_EXERCISE BRIEF_. Quote the full listing word for word.

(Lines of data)
+++

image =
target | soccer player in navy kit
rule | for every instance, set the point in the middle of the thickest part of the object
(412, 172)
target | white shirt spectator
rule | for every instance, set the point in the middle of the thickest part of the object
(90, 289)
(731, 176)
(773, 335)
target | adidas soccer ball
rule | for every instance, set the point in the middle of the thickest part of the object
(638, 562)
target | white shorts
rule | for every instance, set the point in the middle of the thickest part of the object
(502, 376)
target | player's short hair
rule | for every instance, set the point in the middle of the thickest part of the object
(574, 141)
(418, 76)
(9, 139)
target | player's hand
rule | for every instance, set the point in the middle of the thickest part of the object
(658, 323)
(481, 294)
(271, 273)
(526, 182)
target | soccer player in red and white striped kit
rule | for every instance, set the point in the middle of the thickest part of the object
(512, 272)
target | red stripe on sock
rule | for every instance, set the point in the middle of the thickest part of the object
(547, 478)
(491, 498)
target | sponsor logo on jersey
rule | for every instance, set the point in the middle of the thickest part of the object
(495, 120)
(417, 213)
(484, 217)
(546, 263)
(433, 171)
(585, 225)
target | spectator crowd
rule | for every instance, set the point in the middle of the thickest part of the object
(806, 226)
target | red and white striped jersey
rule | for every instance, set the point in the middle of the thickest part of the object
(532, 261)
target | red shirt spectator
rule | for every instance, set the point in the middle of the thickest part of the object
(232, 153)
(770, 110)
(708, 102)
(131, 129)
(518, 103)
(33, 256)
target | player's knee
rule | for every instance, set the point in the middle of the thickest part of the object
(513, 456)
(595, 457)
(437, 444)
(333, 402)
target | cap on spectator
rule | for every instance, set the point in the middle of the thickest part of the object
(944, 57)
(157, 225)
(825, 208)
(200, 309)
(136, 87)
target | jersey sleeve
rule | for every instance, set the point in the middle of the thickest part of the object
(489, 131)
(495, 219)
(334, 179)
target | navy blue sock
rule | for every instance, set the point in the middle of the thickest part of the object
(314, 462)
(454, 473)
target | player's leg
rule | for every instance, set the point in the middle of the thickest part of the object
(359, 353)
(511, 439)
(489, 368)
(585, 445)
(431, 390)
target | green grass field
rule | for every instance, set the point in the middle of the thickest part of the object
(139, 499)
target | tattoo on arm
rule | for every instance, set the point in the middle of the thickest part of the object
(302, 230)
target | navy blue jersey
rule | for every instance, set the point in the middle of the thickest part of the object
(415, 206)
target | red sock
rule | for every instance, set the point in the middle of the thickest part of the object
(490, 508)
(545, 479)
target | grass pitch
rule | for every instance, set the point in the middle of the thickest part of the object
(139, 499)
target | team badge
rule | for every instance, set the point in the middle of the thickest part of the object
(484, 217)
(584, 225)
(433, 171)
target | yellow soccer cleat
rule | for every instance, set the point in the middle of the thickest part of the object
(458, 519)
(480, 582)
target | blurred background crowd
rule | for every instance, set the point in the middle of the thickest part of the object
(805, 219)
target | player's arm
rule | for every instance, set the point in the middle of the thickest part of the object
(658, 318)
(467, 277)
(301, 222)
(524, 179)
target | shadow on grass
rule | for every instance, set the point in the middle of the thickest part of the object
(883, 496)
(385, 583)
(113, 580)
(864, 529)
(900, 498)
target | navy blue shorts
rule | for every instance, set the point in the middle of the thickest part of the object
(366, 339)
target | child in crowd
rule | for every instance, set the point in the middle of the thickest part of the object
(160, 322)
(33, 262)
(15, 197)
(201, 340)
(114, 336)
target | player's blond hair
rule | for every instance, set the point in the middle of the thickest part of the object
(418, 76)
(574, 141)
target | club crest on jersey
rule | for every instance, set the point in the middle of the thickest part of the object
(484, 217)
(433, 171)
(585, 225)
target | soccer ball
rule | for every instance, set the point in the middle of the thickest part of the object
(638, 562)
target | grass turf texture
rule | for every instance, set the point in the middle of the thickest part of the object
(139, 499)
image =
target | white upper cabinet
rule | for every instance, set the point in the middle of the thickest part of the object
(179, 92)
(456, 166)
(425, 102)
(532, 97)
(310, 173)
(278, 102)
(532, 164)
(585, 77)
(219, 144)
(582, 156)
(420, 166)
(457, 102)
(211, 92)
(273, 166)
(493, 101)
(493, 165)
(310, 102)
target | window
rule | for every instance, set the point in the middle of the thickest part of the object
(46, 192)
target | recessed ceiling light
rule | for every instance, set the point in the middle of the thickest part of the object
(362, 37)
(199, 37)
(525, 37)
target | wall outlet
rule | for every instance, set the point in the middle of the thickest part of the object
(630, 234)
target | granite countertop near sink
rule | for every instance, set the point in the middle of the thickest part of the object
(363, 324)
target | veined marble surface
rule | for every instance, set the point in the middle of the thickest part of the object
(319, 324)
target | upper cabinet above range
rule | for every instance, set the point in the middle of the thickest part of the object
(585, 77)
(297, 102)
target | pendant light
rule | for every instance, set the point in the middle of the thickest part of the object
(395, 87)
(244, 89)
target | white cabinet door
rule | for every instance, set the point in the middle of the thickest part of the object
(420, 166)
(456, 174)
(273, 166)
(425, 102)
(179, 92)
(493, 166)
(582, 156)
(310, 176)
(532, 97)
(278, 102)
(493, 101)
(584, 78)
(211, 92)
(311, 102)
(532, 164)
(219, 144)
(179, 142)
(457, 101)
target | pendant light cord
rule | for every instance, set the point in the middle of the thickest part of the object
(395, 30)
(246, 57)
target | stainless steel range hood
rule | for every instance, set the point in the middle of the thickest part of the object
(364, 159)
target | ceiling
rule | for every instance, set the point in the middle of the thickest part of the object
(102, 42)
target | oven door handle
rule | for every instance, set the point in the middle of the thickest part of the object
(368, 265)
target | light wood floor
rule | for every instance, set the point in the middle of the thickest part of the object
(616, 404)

+++

_COMPLETED TASK_.
image =
target | soccer player in navy kit
rule | for every instance, set the point in the middle of the thickest part of the object
(412, 172)
target | white shirt spectator
rule | for every instance, set the point in the middle of the thickest part of the object
(90, 289)
(731, 176)
(773, 335)
target | adidas soccer ball
rule | for every instance, set the point in the middle of the thickest part of the object
(638, 562)
target | white shorts
rule | for every instance, set the point in the middle of the thickest part of the object
(502, 376)
target | player's short hair
rule | for every instance, set the point in the middle of the thickest part of the object
(574, 141)
(418, 76)
(9, 139)
target | player's hand
rule | for every instance, set the point in the middle of the thickest part of the object
(658, 323)
(481, 294)
(271, 273)
(526, 182)
target | soccer player in red and white striped kit
rule | for every instance, set the point in the middle of the thickest part of the object
(512, 272)
target | red stripe on sock
rule | for every instance, set the point in the middle of the thickest part of the object
(547, 478)
(491, 498)
target | sponsor logo on jersey
rule | for every instance, set the point in the middle of the thickest part of the object
(495, 120)
(417, 213)
(484, 217)
(546, 263)
(433, 171)
(585, 225)
target | spectator crowd
rule | for every instance, set the point in the middle of the thickest part of the object
(806, 226)
target | red and white striped jersey
rule | for every instance, set the point in the middle of the thickest part of the object
(532, 261)
target | red shirt spectator
rule | for every instance, set the point in the middle of the thickest part of the object
(232, 153)
(770, 110)
(708, 102)
(131, 129)
(518, 103)
(33, 256)
target | player's knee
rule | for every instance, set the point in the middle of the thickest part of the object
(513, 456)
(595, 457)
(437, 444)
(333, 402)
target | cap on spectator
rule | for every instance, set the point in the middle of the thickest part of the object
(944, 57)
(157, 225)
(825, 208)
(200, 309)
(136, 87)
target | jersey sleeve
rule | for every instance, set the point in the middle of the thickest part of the object
(489, 131)
(495, 219)
(334, 179)
target | navy blue sock
rule | for every instance, set the point in the middle of the thickest part of the object
(314, 462)
(454, 473)
target | player's leg
rule | for every instance, set the point in the middle of the thickest part of the object
(359, 353)
(511, 439)
(489, 368)
(585, 445)
(431, 390)
target | green grass field
rule | for every instance, set the point in the middle of the thickest part of the object
(139, 499)
target | tattoo on arm
rule | for every instance, set the point in the middle of the thickest part of the object
(302, 230)
target | navy blue jersey
rule | for every instance, set the point in the middle of the thickest part of the object
(415, 206)
target | red sock
rule | for every instance, set the point in the middle of the thickest part of the object
(490, 508)
(545, 479)
target | grass pitch
rule | for every instance, set the point in the middle of the thickest part of the object
(139, 499)
target | team badge
rule | for every instance, set the point in the middle of the thickest part of the object
(484, 217)
(584, 225)
(433, 171)
target | yellow soccer cleat
rule | for every instance, set the point in the middle of the thickest part of the object
(458, 519)
(480, 582)
target | blurred background crowd
rule | for every instance, set the point in the middle of the thickest part of the object
(805, 219)
target | player's arm
rule | for every instance, set the point in the middle of the thickest part of the object
(658, 318)
(467, 277)
(301, 222)
(524, 179)
target | shadow on grass
rule | for every instance, set the point in the middle of the thickest part of the object
(883, 496)
(385, 583)
(113, 580)
(864, 529)
(900, 498)
target | navy blue shorts
rule | for every instance, set the point in the middle of the thickest part of the object
(366, 339)
target | child in crowd
rule | for every instance, set the point in the middle of the thickest part of the object
(160, 322)
(33, 262)
(15, 197)
(201, 340)
(114, 336)
target | player's blond hair
rule | for every instance, set the point in the middle of the thickest part of the object
(418, 76)
(574, 141)
target | club crest on jersey
rule | for every instance, set the point in the middle of the thickest part of the object
(484, 217)
(433, 171)
(585, 225)
target | soccer ball
rule | for every instance, set the point in the middle of the thickest part of the object
(638, 562)
target | grass turf texture
rule | for every instance, set the point in the middle of the thickest part of the object
(139, 499)
image =
target | white upper cabinet
rule | for every instance, set the point in the middle of the thickest part of the object
(179, 92)
(456, 166)
(425, 102)
(532, 97)
(310, 173)
(278, 102)
(532, 164)
(585, 77)
(219, 144)
(582, 156)
(420, 166)
(457, 102)
(211, 92)
(273, 166)
(493, 101)
(493, 165)
(310, 102)
target | window
rule | for every instance, set the point in the middle of the thickest part of the object
(46, 192)
target | recessed ceiling light
rule | for every instance, set the point in the middle of the thickest part of the object
(362, 37)
(199, 37)
(525, 37)
target | wall outlet
rule | for every instance, set the point in the middle of the thickest part of the object
(630, 234)
target | granite countertop near sink
rule | for every instance, set the point in the middle of the thickest part of the object
(363, 324)
target | veined marble surface
rule | for every instance, set the point in the middle of the thickest part of the object
(319, 324)
target | upper cabinet above range
rule | for every instance, set the point in the middle of the thickest part of the object
(585, 77)
(297, 102)
target | pendant light
rule | for every instance, set the point in the middle of the thickest part of the object
(395, 87)
(244, 89)
target | white cabinet door
rule | for every instance, set the point in the middle of the thickest part of the object
(420, 166)
(456, 174)
(273, 166)
(425, 102)
(179, 92)
(493, 166)
(582, 156)
(310, 176)
(532, 97)
(278, 102)
(493, 101)
(584, 78)
(211, 92)
(311, 102)
(532, 164)
(219, 144)
(179, 142)
(457, 101)
target | pendant light cord
rule | for every instance, set the point in the middle of the thickest part of the object
(395, 30)
(246, 57)
target | stainless steel range hood
rule | for every instance, set the point in the middle of the thickest part of the object
(364, 159)
target | ceiling
rule | for every instance, set the point in the middle of the thickest part of the object
(102, 42)
target | oven door handle
rule | for every instance, set the point in the middle of the thickest part of the object
(368, 265)
target | light wood floor
rule | for every instance, set the point in the middle of the thickest part of the object
(616, 404)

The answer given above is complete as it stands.